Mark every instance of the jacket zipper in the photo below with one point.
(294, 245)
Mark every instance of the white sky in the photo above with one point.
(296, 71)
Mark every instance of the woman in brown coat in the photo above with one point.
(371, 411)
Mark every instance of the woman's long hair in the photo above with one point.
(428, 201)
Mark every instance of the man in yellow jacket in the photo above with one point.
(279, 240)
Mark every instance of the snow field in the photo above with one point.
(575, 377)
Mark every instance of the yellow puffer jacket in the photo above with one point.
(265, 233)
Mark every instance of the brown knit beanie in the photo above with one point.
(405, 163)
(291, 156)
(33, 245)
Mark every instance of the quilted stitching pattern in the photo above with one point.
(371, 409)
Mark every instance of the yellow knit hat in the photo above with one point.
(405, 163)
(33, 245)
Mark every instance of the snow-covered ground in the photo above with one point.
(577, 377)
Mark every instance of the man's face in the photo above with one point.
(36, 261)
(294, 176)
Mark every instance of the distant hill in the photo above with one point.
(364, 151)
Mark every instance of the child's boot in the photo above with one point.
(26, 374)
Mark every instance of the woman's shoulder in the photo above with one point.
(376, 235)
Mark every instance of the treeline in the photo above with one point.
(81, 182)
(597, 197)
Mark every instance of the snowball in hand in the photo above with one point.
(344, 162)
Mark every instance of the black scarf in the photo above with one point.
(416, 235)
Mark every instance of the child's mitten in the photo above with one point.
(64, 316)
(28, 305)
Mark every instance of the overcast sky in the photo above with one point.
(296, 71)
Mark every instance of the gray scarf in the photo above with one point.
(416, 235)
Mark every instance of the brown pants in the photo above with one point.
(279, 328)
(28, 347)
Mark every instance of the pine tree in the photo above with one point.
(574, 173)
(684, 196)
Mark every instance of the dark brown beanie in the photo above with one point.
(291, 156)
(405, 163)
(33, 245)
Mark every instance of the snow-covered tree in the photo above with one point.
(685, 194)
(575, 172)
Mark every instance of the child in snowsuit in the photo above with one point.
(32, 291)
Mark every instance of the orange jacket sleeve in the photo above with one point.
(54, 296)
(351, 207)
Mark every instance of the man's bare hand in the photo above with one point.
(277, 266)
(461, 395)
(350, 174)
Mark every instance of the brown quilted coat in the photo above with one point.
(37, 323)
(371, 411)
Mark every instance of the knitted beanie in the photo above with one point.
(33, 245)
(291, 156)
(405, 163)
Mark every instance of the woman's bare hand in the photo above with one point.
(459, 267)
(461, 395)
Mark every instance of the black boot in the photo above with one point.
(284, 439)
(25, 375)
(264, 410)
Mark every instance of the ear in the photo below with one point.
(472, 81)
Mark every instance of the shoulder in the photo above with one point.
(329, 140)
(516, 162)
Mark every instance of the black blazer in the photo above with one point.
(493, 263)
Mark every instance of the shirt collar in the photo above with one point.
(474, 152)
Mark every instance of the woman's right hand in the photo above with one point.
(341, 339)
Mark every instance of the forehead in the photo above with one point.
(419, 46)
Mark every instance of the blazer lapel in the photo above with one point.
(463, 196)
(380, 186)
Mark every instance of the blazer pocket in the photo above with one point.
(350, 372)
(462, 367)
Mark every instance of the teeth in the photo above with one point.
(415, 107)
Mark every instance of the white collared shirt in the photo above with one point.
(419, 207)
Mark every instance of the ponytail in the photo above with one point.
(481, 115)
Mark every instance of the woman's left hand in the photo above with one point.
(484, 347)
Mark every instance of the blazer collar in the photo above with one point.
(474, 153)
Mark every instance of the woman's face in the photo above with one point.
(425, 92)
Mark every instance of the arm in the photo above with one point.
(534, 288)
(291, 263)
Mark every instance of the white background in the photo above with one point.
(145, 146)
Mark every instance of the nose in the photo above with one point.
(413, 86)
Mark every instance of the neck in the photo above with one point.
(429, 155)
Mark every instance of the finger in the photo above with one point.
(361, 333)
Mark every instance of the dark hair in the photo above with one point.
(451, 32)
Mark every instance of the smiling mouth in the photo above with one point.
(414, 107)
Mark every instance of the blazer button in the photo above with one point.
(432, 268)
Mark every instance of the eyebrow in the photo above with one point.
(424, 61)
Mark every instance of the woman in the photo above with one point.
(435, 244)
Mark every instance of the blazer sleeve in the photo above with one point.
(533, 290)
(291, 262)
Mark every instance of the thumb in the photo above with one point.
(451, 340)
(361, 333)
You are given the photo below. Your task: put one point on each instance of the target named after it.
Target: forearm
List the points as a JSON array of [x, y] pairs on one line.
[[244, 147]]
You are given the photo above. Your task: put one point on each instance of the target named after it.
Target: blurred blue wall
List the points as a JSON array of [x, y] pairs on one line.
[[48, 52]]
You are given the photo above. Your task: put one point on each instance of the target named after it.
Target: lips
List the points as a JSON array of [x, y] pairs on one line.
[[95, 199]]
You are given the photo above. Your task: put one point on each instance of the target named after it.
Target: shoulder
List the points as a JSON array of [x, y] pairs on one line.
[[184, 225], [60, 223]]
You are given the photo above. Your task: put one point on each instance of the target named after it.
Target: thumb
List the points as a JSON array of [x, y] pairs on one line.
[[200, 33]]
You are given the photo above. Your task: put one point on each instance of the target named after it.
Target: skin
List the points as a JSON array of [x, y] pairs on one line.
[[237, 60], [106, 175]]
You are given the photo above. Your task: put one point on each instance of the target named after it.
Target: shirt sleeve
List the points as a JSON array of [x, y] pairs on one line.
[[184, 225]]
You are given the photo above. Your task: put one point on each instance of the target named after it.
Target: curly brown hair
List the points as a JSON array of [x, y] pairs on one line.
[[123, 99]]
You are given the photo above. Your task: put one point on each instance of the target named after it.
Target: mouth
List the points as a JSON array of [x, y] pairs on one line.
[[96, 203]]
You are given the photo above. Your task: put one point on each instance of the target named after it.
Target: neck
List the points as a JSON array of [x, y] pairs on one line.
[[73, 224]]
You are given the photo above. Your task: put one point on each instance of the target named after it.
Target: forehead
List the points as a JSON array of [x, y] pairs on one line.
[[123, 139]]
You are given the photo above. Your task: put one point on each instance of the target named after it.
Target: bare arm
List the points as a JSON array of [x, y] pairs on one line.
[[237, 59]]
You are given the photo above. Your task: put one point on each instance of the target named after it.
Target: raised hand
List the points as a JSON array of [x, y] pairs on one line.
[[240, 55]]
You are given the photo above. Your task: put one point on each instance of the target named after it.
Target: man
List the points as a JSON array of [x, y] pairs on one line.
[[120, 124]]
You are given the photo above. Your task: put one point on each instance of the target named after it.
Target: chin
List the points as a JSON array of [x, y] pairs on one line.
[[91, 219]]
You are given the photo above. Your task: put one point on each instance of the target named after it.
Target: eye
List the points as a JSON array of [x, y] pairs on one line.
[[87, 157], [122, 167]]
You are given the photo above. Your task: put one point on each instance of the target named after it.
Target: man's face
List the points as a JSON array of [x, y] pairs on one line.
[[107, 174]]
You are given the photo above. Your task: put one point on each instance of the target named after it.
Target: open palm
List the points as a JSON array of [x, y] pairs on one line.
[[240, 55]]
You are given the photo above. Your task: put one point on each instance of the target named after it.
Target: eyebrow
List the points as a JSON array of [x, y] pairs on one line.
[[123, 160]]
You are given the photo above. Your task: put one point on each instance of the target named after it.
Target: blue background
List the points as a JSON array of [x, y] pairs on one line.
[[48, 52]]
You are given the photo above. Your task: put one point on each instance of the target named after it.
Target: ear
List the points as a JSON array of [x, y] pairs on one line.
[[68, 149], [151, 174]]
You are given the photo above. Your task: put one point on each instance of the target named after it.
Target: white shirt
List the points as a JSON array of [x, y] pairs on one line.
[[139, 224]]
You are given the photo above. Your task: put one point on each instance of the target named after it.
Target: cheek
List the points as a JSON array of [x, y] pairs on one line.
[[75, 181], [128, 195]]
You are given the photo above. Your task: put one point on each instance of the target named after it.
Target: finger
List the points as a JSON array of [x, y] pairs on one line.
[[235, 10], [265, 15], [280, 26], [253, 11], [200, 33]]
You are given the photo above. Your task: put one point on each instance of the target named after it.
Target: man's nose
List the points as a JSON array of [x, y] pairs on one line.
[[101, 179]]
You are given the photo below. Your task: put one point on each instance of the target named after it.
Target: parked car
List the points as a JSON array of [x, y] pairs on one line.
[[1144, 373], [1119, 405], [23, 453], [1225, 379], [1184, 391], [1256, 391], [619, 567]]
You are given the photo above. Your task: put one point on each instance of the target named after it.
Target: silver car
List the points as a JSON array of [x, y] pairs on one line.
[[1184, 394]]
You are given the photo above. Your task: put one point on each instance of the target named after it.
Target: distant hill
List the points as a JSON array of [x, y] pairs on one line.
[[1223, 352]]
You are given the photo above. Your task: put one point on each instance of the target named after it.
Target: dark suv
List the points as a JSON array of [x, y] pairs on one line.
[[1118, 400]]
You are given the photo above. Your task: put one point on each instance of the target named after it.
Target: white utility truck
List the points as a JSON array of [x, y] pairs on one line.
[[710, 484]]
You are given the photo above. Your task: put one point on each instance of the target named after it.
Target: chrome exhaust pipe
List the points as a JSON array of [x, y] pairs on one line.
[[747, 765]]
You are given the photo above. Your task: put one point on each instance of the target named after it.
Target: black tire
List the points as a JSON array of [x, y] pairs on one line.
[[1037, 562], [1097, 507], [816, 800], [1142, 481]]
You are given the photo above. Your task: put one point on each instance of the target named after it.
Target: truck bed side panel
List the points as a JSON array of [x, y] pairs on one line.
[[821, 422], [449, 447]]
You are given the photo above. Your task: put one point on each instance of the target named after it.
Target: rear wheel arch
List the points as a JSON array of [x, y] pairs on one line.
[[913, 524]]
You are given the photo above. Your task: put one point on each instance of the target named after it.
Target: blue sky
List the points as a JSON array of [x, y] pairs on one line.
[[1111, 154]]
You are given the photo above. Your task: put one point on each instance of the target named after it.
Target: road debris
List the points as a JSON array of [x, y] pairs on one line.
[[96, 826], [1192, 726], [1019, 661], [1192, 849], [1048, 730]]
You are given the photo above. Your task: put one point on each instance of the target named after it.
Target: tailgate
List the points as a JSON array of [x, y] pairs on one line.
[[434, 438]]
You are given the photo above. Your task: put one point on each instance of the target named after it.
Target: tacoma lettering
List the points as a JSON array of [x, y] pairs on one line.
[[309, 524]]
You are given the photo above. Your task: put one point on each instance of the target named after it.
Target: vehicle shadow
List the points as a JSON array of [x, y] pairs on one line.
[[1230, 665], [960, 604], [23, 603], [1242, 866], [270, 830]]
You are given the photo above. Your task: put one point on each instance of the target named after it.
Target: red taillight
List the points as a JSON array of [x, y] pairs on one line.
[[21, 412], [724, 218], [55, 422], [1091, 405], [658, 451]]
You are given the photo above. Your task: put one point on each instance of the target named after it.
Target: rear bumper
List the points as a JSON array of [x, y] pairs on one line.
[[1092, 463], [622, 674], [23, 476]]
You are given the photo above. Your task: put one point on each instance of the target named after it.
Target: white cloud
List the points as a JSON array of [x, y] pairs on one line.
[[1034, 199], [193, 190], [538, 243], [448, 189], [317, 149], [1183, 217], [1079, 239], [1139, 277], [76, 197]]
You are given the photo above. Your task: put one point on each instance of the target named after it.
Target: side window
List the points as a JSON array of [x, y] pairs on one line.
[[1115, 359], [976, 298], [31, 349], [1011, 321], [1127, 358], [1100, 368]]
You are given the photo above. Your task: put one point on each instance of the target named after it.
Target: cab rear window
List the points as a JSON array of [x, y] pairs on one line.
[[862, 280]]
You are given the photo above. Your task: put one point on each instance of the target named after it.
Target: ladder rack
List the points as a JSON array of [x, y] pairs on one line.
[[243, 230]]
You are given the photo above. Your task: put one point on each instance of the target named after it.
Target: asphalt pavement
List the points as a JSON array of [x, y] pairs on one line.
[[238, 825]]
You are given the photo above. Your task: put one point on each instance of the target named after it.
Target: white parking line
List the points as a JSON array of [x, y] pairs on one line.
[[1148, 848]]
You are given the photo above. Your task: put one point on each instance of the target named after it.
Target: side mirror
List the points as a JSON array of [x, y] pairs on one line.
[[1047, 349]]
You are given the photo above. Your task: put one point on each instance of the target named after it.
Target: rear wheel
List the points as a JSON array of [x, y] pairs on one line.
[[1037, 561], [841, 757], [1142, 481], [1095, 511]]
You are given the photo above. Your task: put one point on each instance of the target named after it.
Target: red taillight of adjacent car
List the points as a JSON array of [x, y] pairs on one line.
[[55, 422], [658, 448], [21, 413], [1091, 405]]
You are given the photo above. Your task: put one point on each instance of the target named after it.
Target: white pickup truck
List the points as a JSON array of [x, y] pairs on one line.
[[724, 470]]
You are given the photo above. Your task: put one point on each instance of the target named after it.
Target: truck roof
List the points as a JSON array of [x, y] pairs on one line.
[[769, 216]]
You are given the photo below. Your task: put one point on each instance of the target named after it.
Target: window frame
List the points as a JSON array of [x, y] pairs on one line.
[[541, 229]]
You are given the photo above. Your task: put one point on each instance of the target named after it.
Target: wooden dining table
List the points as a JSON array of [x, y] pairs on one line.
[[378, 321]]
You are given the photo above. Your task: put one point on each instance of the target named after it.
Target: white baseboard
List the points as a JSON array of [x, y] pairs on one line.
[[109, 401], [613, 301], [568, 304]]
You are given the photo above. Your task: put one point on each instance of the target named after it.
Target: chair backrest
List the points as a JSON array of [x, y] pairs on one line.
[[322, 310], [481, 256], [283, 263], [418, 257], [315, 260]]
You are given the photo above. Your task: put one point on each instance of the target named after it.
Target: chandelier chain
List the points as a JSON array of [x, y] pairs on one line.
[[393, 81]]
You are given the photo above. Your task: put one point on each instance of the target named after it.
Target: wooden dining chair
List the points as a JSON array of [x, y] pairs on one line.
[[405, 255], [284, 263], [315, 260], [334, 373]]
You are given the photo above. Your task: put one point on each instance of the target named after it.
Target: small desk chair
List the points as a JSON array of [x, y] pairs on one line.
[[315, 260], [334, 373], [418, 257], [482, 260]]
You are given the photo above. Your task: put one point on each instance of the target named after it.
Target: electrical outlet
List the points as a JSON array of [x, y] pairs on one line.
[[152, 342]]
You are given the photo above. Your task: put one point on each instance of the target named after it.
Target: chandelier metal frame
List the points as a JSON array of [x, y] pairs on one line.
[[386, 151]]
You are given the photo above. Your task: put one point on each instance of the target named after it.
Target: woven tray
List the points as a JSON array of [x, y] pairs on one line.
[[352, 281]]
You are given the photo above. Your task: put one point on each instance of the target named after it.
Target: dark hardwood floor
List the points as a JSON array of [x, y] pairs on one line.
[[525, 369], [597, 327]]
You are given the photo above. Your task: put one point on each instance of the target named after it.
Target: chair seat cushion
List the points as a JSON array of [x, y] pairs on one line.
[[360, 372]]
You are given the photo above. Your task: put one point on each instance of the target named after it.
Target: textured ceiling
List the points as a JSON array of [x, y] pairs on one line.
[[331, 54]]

* DESCRIPTION OF THE TASK
Find all lines in the records that hold the word "window". Copy them.

* COMPLETED TASK
Target: side window
Target: cab rear window
Target: window frame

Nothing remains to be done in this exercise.